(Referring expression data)
* * * * *
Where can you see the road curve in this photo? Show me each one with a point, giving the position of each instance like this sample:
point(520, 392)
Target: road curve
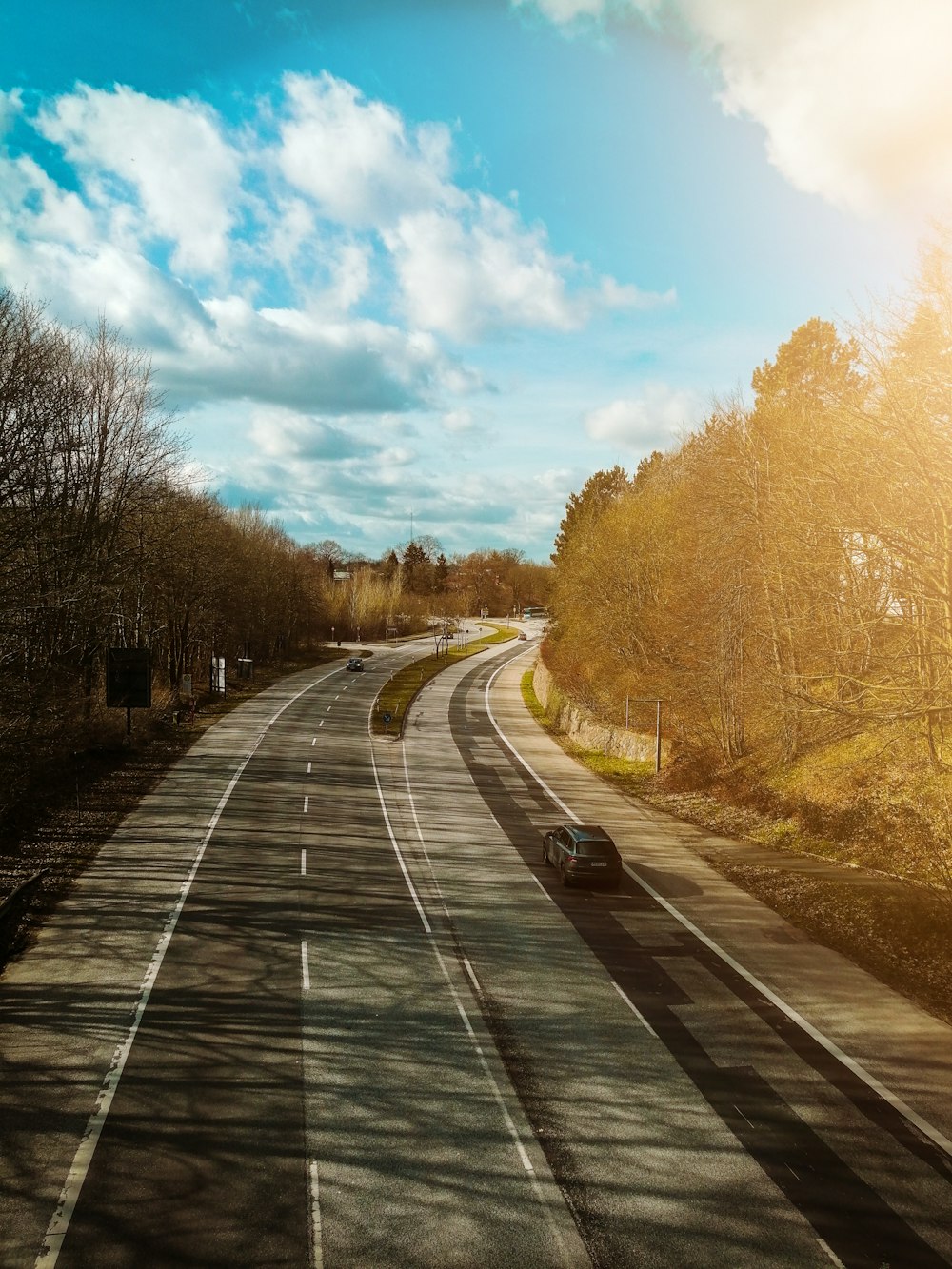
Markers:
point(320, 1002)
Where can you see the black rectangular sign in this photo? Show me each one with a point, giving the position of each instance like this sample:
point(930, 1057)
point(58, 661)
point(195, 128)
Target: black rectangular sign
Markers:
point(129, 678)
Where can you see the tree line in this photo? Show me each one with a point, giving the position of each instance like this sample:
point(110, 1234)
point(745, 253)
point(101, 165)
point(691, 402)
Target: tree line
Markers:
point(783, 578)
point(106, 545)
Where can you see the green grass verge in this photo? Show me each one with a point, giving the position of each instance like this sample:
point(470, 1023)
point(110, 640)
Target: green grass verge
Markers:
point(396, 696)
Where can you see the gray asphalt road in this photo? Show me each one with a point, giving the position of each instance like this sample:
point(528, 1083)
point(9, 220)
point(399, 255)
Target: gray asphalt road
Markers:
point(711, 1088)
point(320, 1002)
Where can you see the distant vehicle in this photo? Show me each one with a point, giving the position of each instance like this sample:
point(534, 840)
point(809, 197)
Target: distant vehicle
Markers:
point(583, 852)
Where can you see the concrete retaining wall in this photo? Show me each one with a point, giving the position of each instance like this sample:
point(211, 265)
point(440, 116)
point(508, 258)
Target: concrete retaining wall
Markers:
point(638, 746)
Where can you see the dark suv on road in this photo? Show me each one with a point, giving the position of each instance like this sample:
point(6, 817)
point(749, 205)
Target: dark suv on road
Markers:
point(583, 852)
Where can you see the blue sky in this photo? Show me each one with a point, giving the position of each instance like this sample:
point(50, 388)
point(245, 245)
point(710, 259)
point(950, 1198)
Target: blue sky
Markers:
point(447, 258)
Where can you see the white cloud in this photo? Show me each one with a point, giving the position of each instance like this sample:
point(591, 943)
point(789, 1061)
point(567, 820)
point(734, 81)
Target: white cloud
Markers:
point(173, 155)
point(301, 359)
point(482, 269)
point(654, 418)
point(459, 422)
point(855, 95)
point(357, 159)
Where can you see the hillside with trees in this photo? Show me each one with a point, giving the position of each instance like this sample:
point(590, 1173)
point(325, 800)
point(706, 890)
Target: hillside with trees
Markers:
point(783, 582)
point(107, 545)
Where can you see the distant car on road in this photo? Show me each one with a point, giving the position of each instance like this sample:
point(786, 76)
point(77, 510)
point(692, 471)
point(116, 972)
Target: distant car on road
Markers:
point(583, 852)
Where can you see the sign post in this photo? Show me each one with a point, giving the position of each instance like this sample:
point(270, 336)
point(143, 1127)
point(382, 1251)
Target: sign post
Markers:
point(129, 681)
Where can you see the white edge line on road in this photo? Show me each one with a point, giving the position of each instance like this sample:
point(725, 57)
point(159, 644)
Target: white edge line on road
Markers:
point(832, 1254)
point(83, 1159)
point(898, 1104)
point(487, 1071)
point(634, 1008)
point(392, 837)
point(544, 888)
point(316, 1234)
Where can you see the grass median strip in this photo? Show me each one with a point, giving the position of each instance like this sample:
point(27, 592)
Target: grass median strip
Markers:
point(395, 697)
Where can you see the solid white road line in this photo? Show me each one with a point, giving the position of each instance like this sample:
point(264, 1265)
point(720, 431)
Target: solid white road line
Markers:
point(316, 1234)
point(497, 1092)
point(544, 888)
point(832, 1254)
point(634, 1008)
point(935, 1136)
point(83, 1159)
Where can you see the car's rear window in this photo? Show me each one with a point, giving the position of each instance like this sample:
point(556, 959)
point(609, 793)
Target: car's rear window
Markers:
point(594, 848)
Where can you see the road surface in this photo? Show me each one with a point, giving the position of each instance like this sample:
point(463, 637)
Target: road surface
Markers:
* * * * *
> **Task brief**: Whenever the word "wall" shows up in a line of the entries, copy that line.

> **Exercise solution**:
Where can you see the concrete retaining wall in this photo? Show me each one with a point, giving the position of each instance like this sample:
Target: concrete retaining wall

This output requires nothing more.